Problems:
a) Decide whether each statement agrees with the network sniffer post below, answering yes or no and quoting the text's deciding words: (i) the script is meant to run on Windows without changes, (ii) the post went up in November 2023, (iii) raw sockets need root access on most systems.
b) From the network sniffer post, write out the passage from "This project is" up to and including "that traffic programmatically.", replacing "hands-on experience" with "practical experience".
c) Please extend the network sniffer post with the part that comes after the last line shown.

Document section:
BEGIN

Basic Network Sniffer

This project is my Task 1 as a cybersecurity intern at CodeAlpha, a basic network packet sniffer built using Python.

Posted Nov 12, 2023

By King

7 min read

Description

This project uses low-level networking modules like socket and struct to capture and process raw network packets. The goal of the project is to get hands-on experience with how data flows through a network and how we can inspect that traffic programmatically.

It’s a great starting point for anyone looking to understand packet-level networking and dive deeper into how network sniffers (like Wireshark) work under the hood.

⚠️ Important Note:
This script uses raw sockets, which require root access on most systems.

It’s also OS-dependent, so make sure you’re running it on a Linux environment (either natively or through a VM). It won’t work properly on Windows or macOS without compatibility layers.

📦 Modules Required:
socket
struct

The full Python code is provided below — feel free to test it, modify it, and learn from it.

  
import socket
import struct
import textwrap 


TAB_1 = "\t - "
TAB_2 = "\t\t - "
TAB_3 = "\t\t\t - "
TAB_4 = "\t\t\t\t - "

DATA_TAB_1 = "\t "
DATA_TAB_2 = "\t\t "
DATA_TAB_3 = "\t\t\t "
DATA_TAB_4 = "\t\t\t\t "


#Capturing the Traffic
def main():
    #socket.ntohs(3) is for making sure that the byte order is correct so we can read it 
    #SOCK_RAW and AF_PACKET check the pdf resource file to understand what is it  
    conn = socket.socket(socket.AF_PACKET, socket.SOCK_RAW, socket.ntohs(3))

END

Records supplied:
BEGIN

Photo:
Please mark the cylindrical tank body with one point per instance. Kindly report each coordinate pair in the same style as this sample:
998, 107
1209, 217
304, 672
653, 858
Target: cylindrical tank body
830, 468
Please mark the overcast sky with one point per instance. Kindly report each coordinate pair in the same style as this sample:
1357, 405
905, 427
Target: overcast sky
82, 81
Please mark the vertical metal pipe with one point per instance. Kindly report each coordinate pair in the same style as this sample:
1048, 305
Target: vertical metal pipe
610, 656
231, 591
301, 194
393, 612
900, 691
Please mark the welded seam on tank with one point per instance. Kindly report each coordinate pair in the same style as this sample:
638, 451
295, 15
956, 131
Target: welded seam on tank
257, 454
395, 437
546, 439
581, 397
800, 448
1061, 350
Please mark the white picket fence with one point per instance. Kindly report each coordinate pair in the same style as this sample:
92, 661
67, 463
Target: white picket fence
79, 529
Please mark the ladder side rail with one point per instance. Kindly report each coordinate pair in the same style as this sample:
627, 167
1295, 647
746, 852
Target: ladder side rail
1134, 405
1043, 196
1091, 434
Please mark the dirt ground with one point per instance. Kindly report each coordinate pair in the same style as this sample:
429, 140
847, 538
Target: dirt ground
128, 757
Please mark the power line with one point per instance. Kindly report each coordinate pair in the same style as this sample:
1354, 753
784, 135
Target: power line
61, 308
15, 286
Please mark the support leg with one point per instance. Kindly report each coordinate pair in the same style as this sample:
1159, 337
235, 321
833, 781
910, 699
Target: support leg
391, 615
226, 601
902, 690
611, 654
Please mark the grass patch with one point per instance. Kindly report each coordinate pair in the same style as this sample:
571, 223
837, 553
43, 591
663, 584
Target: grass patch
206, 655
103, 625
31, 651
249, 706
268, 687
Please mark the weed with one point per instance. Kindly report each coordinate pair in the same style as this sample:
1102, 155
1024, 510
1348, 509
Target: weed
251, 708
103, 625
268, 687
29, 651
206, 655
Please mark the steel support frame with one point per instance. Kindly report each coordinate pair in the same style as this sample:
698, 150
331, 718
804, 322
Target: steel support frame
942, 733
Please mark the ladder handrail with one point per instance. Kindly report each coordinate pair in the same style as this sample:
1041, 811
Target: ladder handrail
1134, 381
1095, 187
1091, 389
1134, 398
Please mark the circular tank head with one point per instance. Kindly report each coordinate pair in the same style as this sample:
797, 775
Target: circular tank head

END

Answers to each task:
a)
(i) No: "It won’t work properly on Windows or macOS without compatibility layers."
(ii) Yes: "Posted Nov 12, 2023"
(iii) Yes: "This script uses raw sockets, which require root access on most systems."

b)
This project is my Task 1 as a cybersecurity intern at CodeAlpha, a basic network packet sniffer built using Python.

Posted Nov 12, 2023

By King

7 min read

Description

This project uses low-level networking modules like socket and struct to capture and process raw network packets. The goal of the project is to get practical experience with how data flows through a network and how we can inspect that traffic programmatically.

c)
    #This loop for listening for any data that come across
    while True:
        #The recvfrom method in the socket module helps us to receive all the data (0 and 1) from the socket and store it in raw_data and addr variables 
        #The parameter passed is the buffer size; 65565 is the maximum buffer size  
        raw_data, addr = conn.recvfrom(65536)   

        #Extract all 0 and 1 from raw_data and store it in these variables
        dest_mac, src_mac, eth_proto, data = ethernet_frame(raw_data)
        print("\nEthernet Frame:")
        print(TAB_1 + "Destination MAC Address: {}, Source MAC Address: {}, Protocol: {}".format(dest_mac, src_mac, eth_proto))

        #Value of 8 for IPv4 (check this if you want to understand why 8 "https://en.wikipedia.org/wiki/EtherType")
        if eth_proto == 8:
            (version, header_length, ttl, proto, src, target, data) = ipv4_packet(data)
            print(TAB_1 + 'IPv4 Packet:')
            print(TAB_2 + 'Version: {}, Header Length: {}, TTL: {}'.format(version, header_length, ttl))
            print(TAB_2 + 'Protocol: {}, Source: {}, Target: {}'.format(proto, src, target))

            #To understand what is 1/6/17 check the "IP-Header.pdf" file.
            #Check ICMP:
            if proto == 1:
                icmp_type, code, checksum, data = icmp_packet(data)
                print(TAB_1 + 'ICMP Packet:')
                print(TAB_2 + 'Type: {}, Code: {}, Checksum: {}'.format(icmp_type, code, checksum))
                print(TAB_2 + 'Data:')
                print(format_multi_line(DATA_TAB_3, data))

            #Check TCP:
            elif proto == 6: 
                src_port, dest_port, sequence, acknowledgement, flag_urg, flag_ack, flag_psh, flag_rst, flag_syn, flag_fin, data = tcp_segment(data)
                print(TAB_1 + 'TCP Segment:')
                print(TAB_2 + 'Source Port: {}, Destination Port: {}'.format(src_port, dest_port))
                print(TAB_2 + 'Sequence: {}, Acknowledgement: {}'.format(sequence, acknowledgement))
                print(TAB_2 + "Flags:")
                print(TAB_3 + 'URG: {}, ACK {}, PSH: {}, RST: {}, SYN: {}, FIN: {}'.format(flag_urg, flag_ack, flag_psh, flag_rst, flag_syn, flag_fin))
                print(TAB_2 + 'Data:')
                print(format_multi_line(DATA_TAB_3, (data)))

            #Check UDP:
            elif proto == 17:
                src_port, dest_port, length, data = udp_packet(data)
                print(TAB_1 + 'UDP Segment:')
                print(TAB_2 + 'Source Port: {}, Destination Port:, Length {}'.format(src_port, dest_port, length))
                print(TAB_2 + 'Data:')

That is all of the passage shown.